┌────────
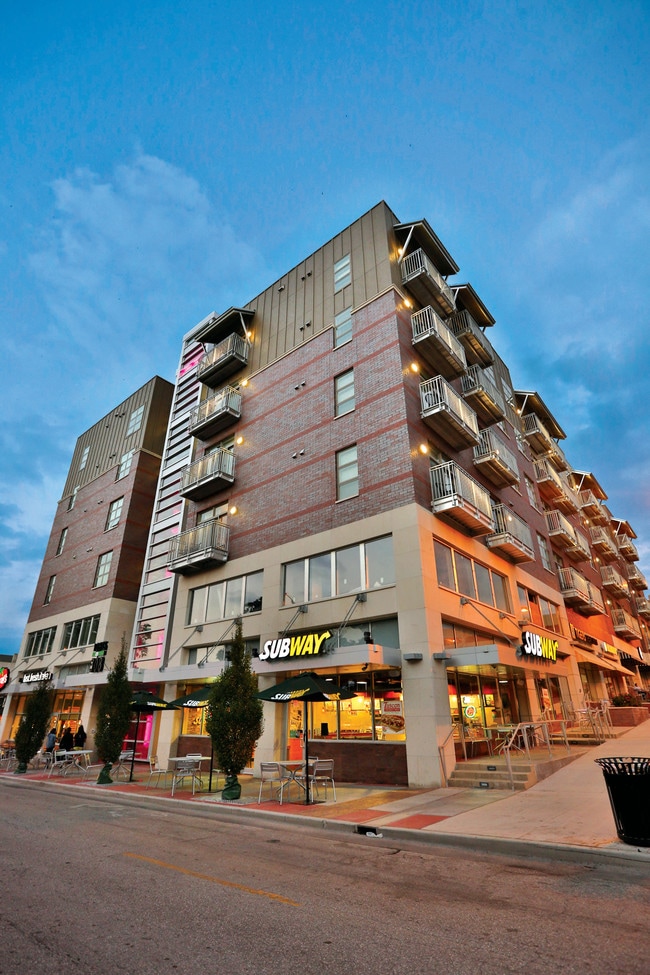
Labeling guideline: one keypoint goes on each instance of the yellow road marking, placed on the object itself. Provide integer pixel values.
(214, 880)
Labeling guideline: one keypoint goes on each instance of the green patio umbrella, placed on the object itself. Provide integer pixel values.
(306, 687)
(142, 701)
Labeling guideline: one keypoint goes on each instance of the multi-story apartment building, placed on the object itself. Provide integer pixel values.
(351, 471)
(87, 591)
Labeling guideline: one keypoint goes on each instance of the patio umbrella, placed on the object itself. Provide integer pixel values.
(142, 701)
(306, 687)
(198, 699)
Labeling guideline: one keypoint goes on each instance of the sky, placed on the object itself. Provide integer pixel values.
(162, 161)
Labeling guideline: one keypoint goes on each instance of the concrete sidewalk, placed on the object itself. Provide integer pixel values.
(568, 811)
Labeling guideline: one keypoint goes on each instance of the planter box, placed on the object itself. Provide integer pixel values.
(628, 717)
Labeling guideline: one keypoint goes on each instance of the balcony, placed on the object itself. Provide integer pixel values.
(579, 593)
(477, 347)
(200, 548)
(223, 360)
(426, 282)
(603, 543)
(461, 498)
(208, 475)
(448, 414)
(565, 536)
(627, 548)
(592, 508)
(625, 625)
(437, 345)
(495, 460)
(512, 537)
(482, 395)
(215, 414)
(613, 581)
(636, 578)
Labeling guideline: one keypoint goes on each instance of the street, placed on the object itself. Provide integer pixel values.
(102, 886)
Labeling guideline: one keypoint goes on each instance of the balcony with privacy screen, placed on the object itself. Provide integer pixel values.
(478, 348)
(448, 414)
(512, 537)
(426, 282)
(208, 475)
(495, 461)
(483, 396)
(225, 359)
(200, 548)
(215, 414)
(625, 625)
(457, 495)
(579, 593)
(437, 345)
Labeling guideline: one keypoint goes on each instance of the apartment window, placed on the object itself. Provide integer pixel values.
(344, 393)
(342, 327)
(114, 512)
(103, 569)
(49, 591)
(135, 421)
(342, 273)
(62, 538)
(125, 464)
(80, 633)
(40, 642)
(226, 600)
(544, 552)
(347, 473)
(354, 568)
(469, 578)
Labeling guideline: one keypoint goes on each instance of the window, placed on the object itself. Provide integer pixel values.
(80, 633)
(135, 421)
(226, 600)
(342, 327)
(344, 393)
(347, 473)
(469, 578)
(103, 569)
(342, 273)
(367, 565)
(114, 512)
(49, 591)
(62, 538)
(40, 642)
(125, 464)
(544, 552)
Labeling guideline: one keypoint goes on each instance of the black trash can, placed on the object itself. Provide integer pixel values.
(628, 785)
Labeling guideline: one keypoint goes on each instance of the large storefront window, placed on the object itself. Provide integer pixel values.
(375, 713)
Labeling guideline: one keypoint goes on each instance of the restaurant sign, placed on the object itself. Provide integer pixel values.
(534, 645)
(306, 645)
(33, 676)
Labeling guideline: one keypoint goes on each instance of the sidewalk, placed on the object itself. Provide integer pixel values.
(569, 811)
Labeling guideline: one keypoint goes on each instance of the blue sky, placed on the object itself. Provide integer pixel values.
(161, 161)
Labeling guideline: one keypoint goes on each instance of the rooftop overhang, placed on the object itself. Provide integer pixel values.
(468, 299)
(420, 234)
(529, 401)
(217, 327)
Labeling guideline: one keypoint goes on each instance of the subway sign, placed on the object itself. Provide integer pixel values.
(534, 645)
(306, 645)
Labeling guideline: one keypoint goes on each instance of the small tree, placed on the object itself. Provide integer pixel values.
(33, 725)
(113, 716)
(234, 720)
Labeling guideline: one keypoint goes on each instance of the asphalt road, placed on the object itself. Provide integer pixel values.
(100, 887)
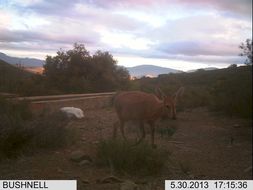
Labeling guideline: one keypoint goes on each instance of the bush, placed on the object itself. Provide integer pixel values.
(14, 133)
(123, 157)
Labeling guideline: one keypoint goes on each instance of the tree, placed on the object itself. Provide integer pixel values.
(247, 51)
(76, 71)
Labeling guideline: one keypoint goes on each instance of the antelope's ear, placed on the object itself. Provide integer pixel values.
(179, 93)
(159, 93)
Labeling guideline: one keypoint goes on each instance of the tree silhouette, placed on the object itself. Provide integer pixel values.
(247, 51)
(77, 71)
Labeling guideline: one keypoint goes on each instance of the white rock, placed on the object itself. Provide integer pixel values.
(72, 112)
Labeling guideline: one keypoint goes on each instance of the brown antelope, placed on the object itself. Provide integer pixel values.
(143, 107)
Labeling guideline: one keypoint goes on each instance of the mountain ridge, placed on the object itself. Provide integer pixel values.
(26, 62)
(149, 70)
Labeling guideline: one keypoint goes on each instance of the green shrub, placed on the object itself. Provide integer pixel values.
(125, 158)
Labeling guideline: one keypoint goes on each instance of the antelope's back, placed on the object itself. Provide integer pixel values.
(135, 105)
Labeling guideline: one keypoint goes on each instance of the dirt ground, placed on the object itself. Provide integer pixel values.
(205, 146)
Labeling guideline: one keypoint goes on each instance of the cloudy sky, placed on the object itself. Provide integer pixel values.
(180, 34)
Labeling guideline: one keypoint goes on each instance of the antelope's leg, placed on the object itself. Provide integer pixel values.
(115, 129)
(143, 134)
(122, 123)
(152, 127)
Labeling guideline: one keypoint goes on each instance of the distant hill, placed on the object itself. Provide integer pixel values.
(206, 69)
(149, 70)
(26, 62)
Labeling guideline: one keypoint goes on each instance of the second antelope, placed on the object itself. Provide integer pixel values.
(144, 108)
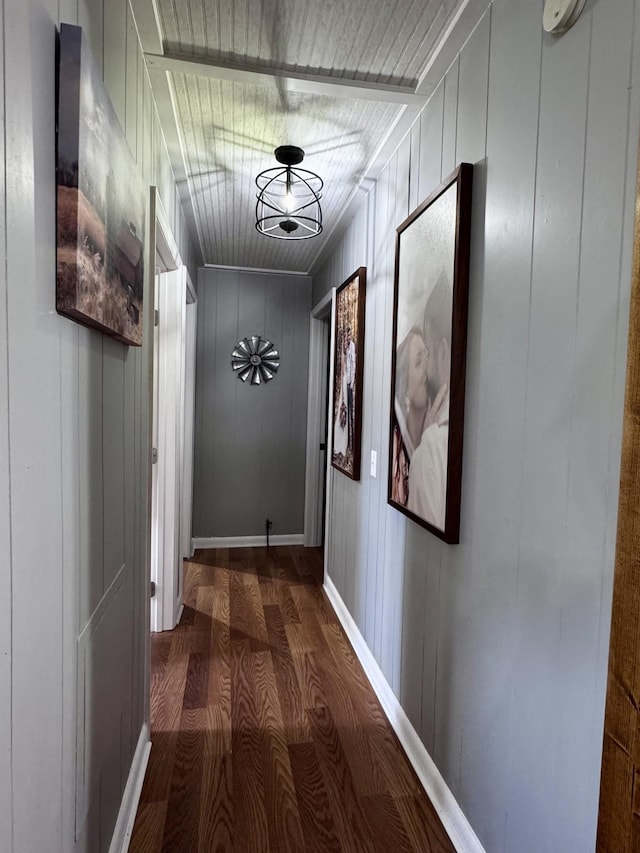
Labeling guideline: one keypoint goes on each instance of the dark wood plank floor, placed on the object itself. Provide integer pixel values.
(266, 734)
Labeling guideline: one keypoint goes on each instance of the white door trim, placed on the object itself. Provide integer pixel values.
(167, 429)
(317, 417)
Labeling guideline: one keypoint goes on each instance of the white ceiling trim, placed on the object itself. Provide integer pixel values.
(453, 40)
(396, 134)
(256, 269)
(164, 98)
(146, 15)
(333, 87)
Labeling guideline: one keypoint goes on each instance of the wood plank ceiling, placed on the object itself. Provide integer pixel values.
(233, 79)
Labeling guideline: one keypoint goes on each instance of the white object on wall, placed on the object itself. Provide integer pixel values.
(561, 15)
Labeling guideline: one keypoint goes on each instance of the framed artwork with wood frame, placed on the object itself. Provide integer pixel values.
(429, 357)
(348, 366)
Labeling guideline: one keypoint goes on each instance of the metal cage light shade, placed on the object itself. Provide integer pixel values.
(288, 206)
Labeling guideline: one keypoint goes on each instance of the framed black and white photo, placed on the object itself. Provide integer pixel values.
(347, 375)
(429, 357)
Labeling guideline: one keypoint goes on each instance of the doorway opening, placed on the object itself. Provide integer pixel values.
(172, 420)
(318, 469)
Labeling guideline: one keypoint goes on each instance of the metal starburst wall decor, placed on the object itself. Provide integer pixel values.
(256, 359)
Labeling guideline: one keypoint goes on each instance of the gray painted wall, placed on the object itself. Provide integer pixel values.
(250, 441)
(73, 462)
(497, 648)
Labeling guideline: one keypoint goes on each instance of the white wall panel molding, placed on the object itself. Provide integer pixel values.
(453, 818)
(131, 797)
(246, 541)
(6, 793)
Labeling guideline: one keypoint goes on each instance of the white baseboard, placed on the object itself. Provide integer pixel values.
(248, 541)
(453, 819)
(131, 797)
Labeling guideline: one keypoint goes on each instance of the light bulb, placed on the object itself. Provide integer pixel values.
(289, 201)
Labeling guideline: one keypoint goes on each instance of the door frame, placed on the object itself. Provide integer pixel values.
(166, 473)
(620, 773)
(320, 349)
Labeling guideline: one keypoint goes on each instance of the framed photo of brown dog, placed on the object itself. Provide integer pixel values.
(429, 357)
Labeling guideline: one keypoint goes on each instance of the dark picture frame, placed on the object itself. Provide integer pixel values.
(101, 202)
(431, 285)
(348, 369)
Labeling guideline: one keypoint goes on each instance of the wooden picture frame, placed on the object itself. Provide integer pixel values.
(429, 357)
(101, 202)
(348, 366)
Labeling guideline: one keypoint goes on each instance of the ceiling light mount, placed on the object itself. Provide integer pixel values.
(288, 205)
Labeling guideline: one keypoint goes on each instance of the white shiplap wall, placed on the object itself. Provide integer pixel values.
(73, 462)
(497, 648)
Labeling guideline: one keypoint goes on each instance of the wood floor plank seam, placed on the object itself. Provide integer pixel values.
(266, 735)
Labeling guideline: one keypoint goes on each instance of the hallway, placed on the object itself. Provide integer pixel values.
(266, 734)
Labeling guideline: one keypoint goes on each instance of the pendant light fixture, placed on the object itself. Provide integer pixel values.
(288, 206)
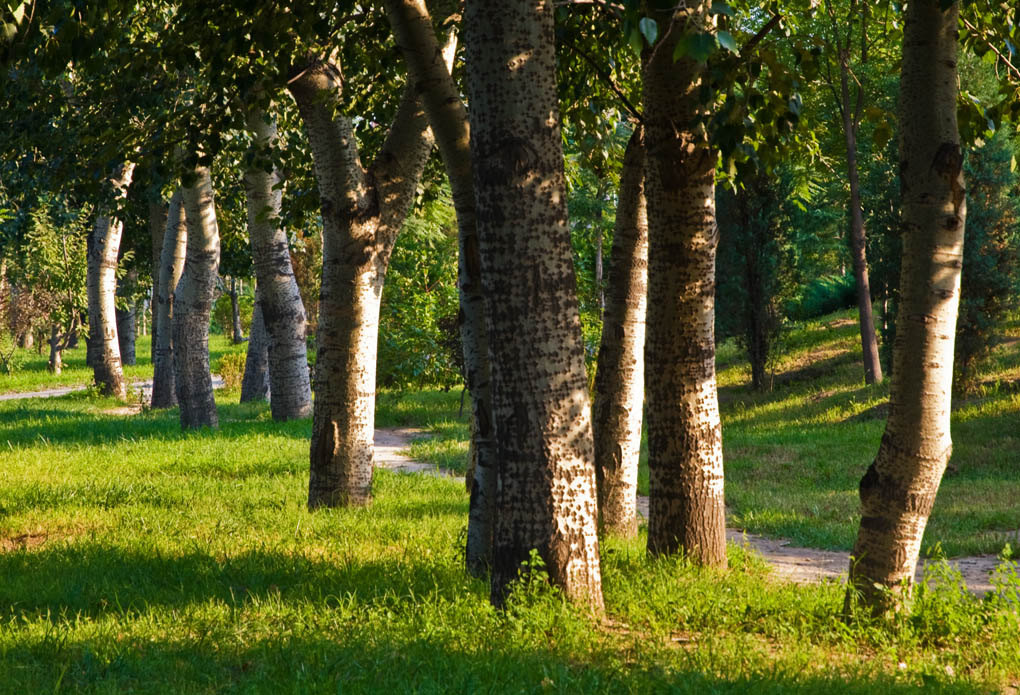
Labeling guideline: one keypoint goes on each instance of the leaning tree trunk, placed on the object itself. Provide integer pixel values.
(171, 265)
(546, 499)
(255, 383)
(158, 213)
(362, 212)
(429, 68)
(685, 505)
(102, 286)
(619, 381)
(282, 309)
(899, 488)
(193, 304)
(858, 239)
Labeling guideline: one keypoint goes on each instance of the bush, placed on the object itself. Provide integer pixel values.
(232, 367)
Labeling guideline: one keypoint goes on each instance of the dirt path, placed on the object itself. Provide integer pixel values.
(802, 565)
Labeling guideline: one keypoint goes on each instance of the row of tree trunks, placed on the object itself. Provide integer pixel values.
(171, 264)
(546, 496)
(193, 305)
(685, 505)
(102, 284)
(619, 380)
(899, 489)
(278, 297)
(362, 212)
(429, 68)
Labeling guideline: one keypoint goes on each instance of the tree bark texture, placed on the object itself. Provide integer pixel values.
(193, 300)
(685, 505)
(362, 212)
(899, 488)
(429, 69)
(619, 380)
(546, 498)
(158, 213)
(283, 312)
(255, 383)
(102, 287)
(171, 265)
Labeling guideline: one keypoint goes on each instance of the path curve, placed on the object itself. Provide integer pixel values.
(802, 565)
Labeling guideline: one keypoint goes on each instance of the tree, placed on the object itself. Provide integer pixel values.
(546, 500)
(899, 488)
(685, 501)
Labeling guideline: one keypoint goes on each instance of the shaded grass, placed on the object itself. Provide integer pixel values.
(186, 562)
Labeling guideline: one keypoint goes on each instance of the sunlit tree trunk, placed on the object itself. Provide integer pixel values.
(362, 212)
(429, 68)
(546, 498)
(899, 488)
(102, 286)
(685, 501)
(171, 265)
(255, 384)
(279, 298)
(193, 304)
(619, 381)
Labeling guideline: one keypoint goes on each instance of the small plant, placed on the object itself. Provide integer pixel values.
(232, 367)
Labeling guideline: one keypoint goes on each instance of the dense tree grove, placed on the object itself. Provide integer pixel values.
(616, 189)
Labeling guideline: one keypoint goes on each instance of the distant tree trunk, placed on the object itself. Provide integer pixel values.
(171, 265)
(102, 286)
(158, 212)
(362, 212)
(619, 380)
(429, 68)
(56, 360)
(546, 500)
(685, 505)
(193, 304)
(282, 310)
(899, 488)
(255, 384)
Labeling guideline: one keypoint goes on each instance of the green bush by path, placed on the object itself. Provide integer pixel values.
(135, 557)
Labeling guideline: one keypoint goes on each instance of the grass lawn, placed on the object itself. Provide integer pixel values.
(135, 557)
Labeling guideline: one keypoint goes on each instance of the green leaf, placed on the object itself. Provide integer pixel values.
(726, 41)
(649, 29)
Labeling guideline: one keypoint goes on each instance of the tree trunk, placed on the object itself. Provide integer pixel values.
(619, 381)
(685, 502)
(102, 286)
(362, 212)
(546, 499)
(429, 69)
(899, 489)
(158, 212)
(282, 310)
(171, 265)
(193, 304)
(858, 239)
(255, 384)
(56, 360)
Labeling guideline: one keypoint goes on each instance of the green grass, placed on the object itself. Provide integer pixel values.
(135, 557)
(32, 375)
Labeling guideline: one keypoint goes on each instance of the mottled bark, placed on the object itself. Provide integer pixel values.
(158, 212)
(282, 310)
(193, 300)
(899, 488)
(429, 69)
(685, 501)
(546, 499)
(102, 285)
(255, 384)
(619, 381)
(171, 265)
(362, 212)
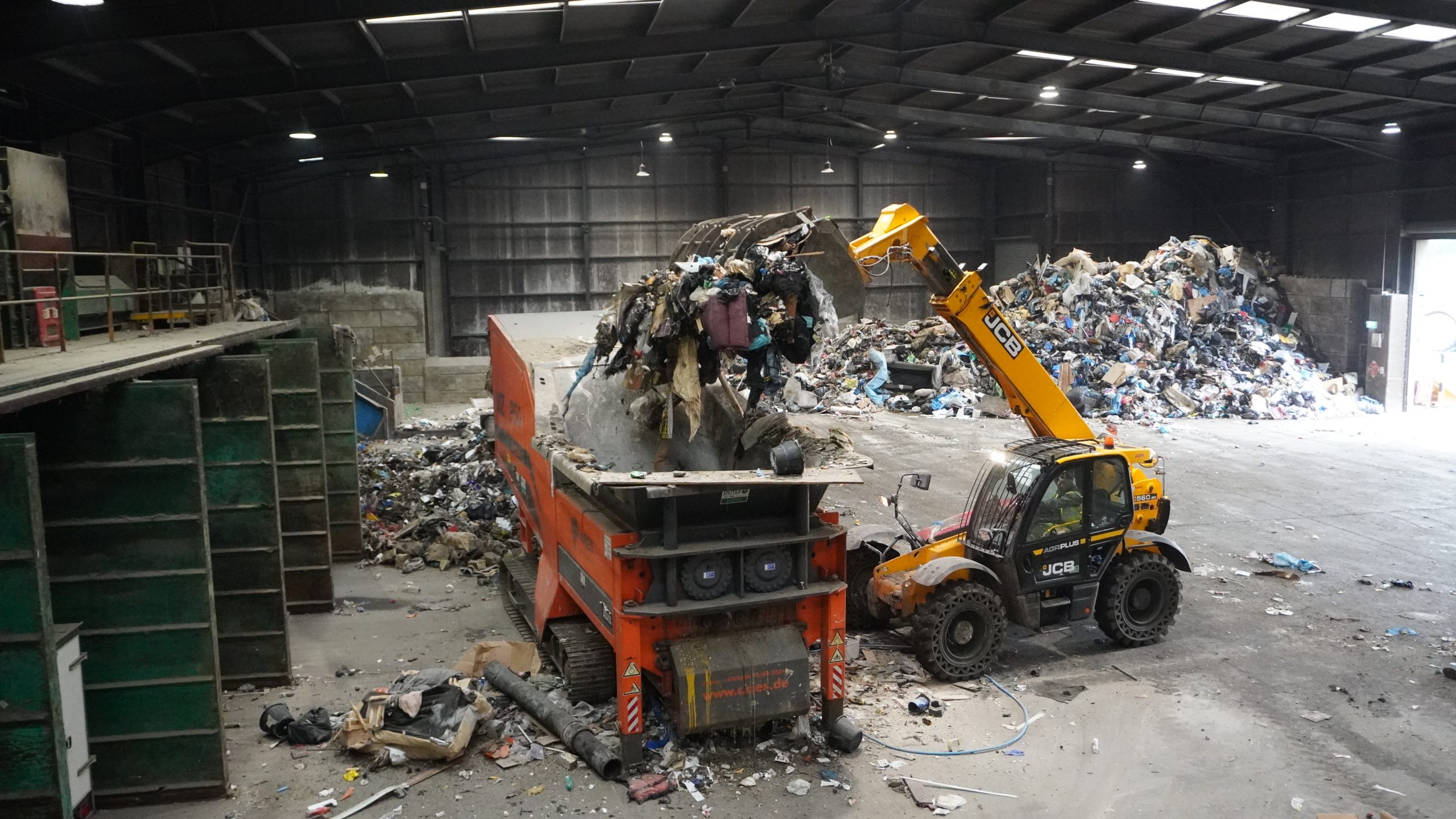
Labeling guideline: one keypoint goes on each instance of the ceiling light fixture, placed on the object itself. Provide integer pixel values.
(415, 18)
(1346, 22)
(1421, 32)
(1264, 11)
(1044, 56)
(523, 8)
(1194, 5)
(643, 161)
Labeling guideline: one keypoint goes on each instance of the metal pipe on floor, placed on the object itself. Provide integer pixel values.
(570, 729)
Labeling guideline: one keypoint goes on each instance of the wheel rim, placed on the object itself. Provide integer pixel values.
(966, 636)
(1145, 601)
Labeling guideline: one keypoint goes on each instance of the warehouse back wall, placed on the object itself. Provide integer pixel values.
(562, 235)
(560, 231)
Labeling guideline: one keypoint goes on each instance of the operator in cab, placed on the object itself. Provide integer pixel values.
(1060, 507)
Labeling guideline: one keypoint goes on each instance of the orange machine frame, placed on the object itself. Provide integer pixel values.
(558, 516)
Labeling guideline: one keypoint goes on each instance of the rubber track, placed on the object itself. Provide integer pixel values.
(573, 646)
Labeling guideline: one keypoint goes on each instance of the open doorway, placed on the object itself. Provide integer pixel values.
(1433, 324)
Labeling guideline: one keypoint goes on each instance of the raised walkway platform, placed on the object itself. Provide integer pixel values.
(43, 374)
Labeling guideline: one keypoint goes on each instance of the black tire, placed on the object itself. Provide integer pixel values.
(768, 569)
(706, 577)
(1139, 599)
(958, 630)
(859, 570)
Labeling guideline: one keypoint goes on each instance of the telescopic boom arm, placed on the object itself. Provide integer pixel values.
(903, 235)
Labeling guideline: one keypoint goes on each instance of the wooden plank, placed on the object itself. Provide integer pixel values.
(126, 467)
(303, 503)
(32, 742)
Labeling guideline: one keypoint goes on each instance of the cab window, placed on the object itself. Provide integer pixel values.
(1110, 500)
(1059, 511)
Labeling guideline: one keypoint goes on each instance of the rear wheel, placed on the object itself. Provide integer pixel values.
(958, 630)
(1139, 599)
(861, 610)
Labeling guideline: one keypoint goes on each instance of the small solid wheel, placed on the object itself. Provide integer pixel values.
(768, 569)
(957, 631)
(859, 608)
(1139, 599)
(706, 577)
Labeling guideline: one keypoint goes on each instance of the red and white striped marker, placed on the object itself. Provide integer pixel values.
(836, 681)
(634, 714)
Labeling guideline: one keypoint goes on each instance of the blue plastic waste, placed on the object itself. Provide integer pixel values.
(1285, 560)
└────────
Output an exact copy of the lines beginning at the one that holds "of the orange" and running through the final line of the records.

* _OUTPUT FOR THIS EXERCISE_
Labeling guideline: one keypoint goes on each instance of the orange machine frame, placed on the object itself. Provide integer pixel values.
(558, 516)
Labeling guideline: one keypoint goes on each instance of the rubber track, placed on the object itself. Provide integer pixel values.
(573, 646)
Labeling guideline: one keypoint goes on each instance of the open doorway, placed on the object itself. Provide integer pixel values.
(1433, 324)
Labeling guideline: one keypoint goes on each instance of the raised walkway platform, placed on the object itself. Provide integer pixel values.
(43, 374)
Labeling guideline: one keypoint goes on each instance of the black tire, placed on the object itself. Provide integer pixel values.
(768, 569)
(706, 577)
(1139, 599)
(958, 630)
(859, 570)
Labeling guideline: one keypoint goes on each instance of the telescopic boom arm, placed on the object itself. Provide integer pixel values.
(903, 235)
Labeling guideline: one keypoint goes on each instance of the wooden plank, placed on the object itself. Provide integer pixel values.
(126, 467)
(303, 503)
(32, 742)
Labeling guideline: one keypoint goes on each instance of the cab window, placed on the object itself. Provide integer pixel values.
(1110, 500)
(1059, 511)
Labeling guideline: one keypoint goes on each instance of the rear wheel, placed on the object itself. Provide integer pixel values.
(958, 630)
(1139, 599)
(861, 610)
Labeling guideline: one keypoint goes on each instance of the small solid wheel, placed on the object itself. Provide integer pixel values.
(768, 569)
(957, 631)
(859, 608)
(1139, 599)
(706, 577)
Labeling guideline: one keypoint goes on each instance of the red and white striped marker, placed on the object itself. Provide integer pixel values.
(836, 681)
(634, 714)
Labeling guideline: one keypoint goes on each instance of the blue plastic waste, placed on the object itself. Provide integer pixel values.
(1285, 560)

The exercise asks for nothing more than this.